## Objective a
Find every line in the listing below that contains the word "water", and copy each of those lines.
----------
I experimented a bit with ZHA (native Zigbee integration) but soon realised I needed something better, and Z2M was that something.
It had all been working wonderfully, until I had a problem recently that meant I had to redo the entire Zigbee setup.
I run HAOS on a VM, with the Zigbee radio being passed through from the host. Recently I wanted to play with Thread so I added a radio and passed it through to the VM as well. All was fine, though I wasn't having a lot of time to experiment and the Thread dongle was connected in an awkward position so I decided to yank it out. At this point all hell broke lose. Z2M wouldn't start, throwing cryptic error messages. After a lot of trial and error, I removed both USB passthroughs, rebooted the VM, shut it down again, re-plugged the Zigbee dongle and re-added the passthrough. At this point the hardware side of things was fine but my Zigbee network was gone. To make it worse, a new one couldn't be initialised because it was trying to use the same ID as the previous one. I had to manually change the ID in the config YAML, restart everything, then re-pair all devices.
I really feel like this stuff should be more resilient to failures. Otherwise, it's pretty good!
> At this point the hardware side of things was fine but my Zigbee network was gone.
How come the hardware was ok but the network was gone? Did some Z2M config files go wrong because of two dongles? Did you try to restore VM from snapshots?
Losing the network and having to re-pair everything would be a nightmare for me given the number of Zigbee devices I run (~35) and that some of them are mounted in switch boxes in the walls.
Honestly, I don't think I can answer your question. I didn't change the config but I had to delete and re-pair all devices (or they had been gone from Z2M already at this point, I can't remember - it's mostly an academic distinction though).
I second Zigbee2mqtt. Koen's work is legedenary, I also been fascinated by Zigbee and been using ever since. No need to 3rd part oem vendor lock-in. 99% of the devices I purchased currently nearly 52 on my zigbee network, were paird hassle free.
I've actually done my migration the other way around. I started with zigbee2mqtt, saw that HA now offers ZHA and switched to that. It just works with all devices I own, so the end result is one less moving part I need to update so the choice was easy.
For me, a lot more entities from each device was correctly detected out-of-the-box. I think the wide compatibility is the biggest reason why you'd go with it.
But if you only have Phillips and Ikea devices for example, probably won't be much difference with Z2M.
----------
## Objective b
Quote every sentence in the Zigbee discussion above that ends with a question mark.
----------
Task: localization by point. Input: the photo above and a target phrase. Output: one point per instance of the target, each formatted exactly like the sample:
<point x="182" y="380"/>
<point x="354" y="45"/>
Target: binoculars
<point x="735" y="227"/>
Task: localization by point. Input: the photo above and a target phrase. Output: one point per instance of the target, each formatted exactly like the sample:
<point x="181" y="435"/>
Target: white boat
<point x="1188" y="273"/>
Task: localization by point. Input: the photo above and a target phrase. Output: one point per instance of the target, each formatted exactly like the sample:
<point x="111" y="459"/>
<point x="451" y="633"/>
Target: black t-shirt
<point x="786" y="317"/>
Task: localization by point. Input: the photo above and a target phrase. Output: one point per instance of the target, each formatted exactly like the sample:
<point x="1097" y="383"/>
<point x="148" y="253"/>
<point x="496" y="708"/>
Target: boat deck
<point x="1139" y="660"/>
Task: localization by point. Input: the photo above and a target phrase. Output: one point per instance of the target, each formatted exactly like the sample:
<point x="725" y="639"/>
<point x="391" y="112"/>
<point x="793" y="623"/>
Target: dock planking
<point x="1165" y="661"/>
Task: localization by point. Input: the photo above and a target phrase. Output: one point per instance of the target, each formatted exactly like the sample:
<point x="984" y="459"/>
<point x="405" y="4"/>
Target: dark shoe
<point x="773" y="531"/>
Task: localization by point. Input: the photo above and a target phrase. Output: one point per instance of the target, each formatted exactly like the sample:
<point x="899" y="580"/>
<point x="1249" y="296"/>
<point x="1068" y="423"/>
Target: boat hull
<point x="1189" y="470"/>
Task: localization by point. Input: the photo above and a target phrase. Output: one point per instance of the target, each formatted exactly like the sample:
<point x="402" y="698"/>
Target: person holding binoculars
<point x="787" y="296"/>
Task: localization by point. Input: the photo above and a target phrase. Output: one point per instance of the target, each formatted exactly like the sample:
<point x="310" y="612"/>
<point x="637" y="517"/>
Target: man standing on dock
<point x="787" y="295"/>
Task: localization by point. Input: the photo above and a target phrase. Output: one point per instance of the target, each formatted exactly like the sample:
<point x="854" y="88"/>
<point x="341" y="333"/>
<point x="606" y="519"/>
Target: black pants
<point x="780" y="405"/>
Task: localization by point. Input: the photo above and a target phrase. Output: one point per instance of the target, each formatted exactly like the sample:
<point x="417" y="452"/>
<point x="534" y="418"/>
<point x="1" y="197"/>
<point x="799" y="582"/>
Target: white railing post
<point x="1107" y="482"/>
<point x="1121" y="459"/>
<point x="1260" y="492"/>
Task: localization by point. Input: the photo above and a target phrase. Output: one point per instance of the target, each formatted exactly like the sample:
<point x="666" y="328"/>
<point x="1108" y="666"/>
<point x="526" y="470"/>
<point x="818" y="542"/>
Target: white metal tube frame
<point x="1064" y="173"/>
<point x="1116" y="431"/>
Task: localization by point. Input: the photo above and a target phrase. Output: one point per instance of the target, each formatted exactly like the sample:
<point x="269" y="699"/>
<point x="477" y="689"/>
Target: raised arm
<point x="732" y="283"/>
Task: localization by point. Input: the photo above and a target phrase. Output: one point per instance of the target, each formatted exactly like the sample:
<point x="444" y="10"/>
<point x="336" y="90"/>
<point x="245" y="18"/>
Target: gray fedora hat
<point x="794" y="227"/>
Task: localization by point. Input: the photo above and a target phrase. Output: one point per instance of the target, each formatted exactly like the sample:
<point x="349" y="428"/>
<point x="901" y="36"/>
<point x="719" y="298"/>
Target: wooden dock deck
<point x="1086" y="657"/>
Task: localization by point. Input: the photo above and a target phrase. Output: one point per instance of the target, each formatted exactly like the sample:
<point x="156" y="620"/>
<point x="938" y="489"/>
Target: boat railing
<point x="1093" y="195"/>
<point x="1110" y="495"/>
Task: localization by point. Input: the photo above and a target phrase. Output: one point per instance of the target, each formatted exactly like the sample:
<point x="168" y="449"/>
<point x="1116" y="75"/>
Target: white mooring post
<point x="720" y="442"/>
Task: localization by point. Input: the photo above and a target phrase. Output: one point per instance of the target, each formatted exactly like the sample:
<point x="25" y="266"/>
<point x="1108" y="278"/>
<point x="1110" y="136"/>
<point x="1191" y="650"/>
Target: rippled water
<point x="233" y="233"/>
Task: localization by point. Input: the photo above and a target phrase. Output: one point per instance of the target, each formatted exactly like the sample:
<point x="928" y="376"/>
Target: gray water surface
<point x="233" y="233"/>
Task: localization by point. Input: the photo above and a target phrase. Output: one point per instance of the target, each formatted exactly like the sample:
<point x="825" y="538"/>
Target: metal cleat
----------
## Correct output a
Target: rippled water
Target: gray water surface

## Correct output b
How come the hardware was ok but the network was gone?
Did some Z2M config files go wrong because of two dongles?
Did you try to restore VM from snapshots?